**DATASET EXCERPTS**
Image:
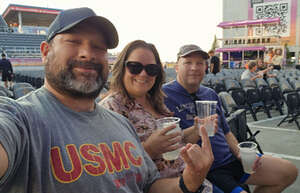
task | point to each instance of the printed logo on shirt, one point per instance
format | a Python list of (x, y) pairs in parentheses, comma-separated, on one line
[(100, 159)]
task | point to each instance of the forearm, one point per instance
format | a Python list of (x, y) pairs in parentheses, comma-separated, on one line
[(167, 185), (171, 185), (233, 143)]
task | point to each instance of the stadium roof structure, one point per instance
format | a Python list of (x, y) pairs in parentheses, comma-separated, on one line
[(241, 23), (31, 16)]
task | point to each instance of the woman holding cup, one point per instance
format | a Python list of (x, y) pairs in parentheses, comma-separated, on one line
[(135, 92)]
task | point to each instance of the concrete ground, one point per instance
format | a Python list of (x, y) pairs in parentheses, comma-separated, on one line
[(282, 141)]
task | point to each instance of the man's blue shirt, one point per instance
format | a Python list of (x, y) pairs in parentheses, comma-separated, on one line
[(179, 101)]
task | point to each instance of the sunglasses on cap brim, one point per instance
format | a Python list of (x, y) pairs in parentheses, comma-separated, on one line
[(137, 68)]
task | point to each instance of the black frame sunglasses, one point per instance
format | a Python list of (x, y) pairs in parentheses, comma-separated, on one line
[(137, 68)]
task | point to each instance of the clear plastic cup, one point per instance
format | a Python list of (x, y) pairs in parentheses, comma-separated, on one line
[(248, 155), (166, 122), (205, 110)]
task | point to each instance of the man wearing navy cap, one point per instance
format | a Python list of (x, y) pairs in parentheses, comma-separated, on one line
[(56, 139), (271, 174)]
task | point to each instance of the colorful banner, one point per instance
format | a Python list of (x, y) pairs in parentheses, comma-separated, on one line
[(286, 10)]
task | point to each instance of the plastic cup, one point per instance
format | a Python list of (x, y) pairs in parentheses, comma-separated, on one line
[(248, 155), (205, 110), (166, 122)]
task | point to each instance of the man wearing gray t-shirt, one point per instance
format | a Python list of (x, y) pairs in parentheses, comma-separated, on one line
[(58, 140)]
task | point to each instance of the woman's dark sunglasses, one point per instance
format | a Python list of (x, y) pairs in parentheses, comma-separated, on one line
[(136, 68)]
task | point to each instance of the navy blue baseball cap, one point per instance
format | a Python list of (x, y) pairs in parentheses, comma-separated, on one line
[(69, 18)]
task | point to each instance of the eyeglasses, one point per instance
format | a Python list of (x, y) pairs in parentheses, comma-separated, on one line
[(137, 68)]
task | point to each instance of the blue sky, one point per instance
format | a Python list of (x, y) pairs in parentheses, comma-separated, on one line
[(168, 24)]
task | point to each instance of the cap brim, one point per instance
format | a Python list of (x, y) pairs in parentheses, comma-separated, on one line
[(201, 52), (104, 25)]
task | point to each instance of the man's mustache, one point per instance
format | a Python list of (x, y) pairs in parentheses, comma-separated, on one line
[(87, 64)]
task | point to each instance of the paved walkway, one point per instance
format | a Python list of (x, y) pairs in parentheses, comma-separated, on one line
[(283, 141)]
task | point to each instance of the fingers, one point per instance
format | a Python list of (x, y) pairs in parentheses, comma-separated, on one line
[(167, 129), (257, 164), (184, 154)]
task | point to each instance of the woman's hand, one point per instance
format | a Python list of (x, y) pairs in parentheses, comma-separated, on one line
[(160, 142)]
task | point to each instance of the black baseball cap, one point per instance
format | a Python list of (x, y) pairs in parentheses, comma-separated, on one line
[(69, 18)]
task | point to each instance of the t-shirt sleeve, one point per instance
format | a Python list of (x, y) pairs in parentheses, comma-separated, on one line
[(12, 137)]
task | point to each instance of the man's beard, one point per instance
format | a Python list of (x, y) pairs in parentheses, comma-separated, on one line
[(62, 79)]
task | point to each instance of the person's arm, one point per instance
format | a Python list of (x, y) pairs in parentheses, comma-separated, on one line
[(3, 161), (198, 161), (233, 144)]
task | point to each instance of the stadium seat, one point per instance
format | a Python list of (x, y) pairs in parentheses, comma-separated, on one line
[(237, 122), (292, 101)]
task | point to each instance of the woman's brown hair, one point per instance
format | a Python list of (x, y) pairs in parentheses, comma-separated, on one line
[(155, 94)]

**GIVEN INSTRUCTION**
Take the part that opens with the line containing "task | point to each instance of the stadium roof" and closes with the line containing "[(241, 23), (31, 16)]", and write it out again with "structure" renamed to "framework" and nothing else changed.

**ANSWER BELOW**
task | point to each instance of the stadium roof framework, one point per instance
format | a Python list of (x, y) pairs in parentheses, comma-separated, on one line
[(241, 23), (31, 16)]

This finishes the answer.